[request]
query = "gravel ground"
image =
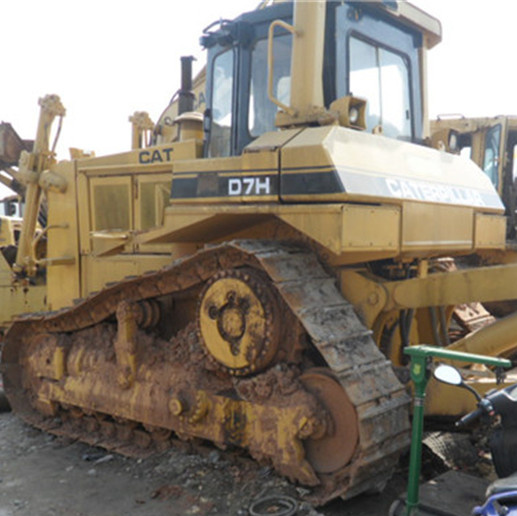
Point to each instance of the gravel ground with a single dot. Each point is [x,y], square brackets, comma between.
[41,475]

STATED PROBLEM: Return all of the entries word for word, but omit the pictures.

SOLVED EXERCISE:
[request]
query = "gravel ground"
image =
Point to each instance of the gravel ground with a single dot. Each point is [x,y], square brackets, comma between.
[41,475]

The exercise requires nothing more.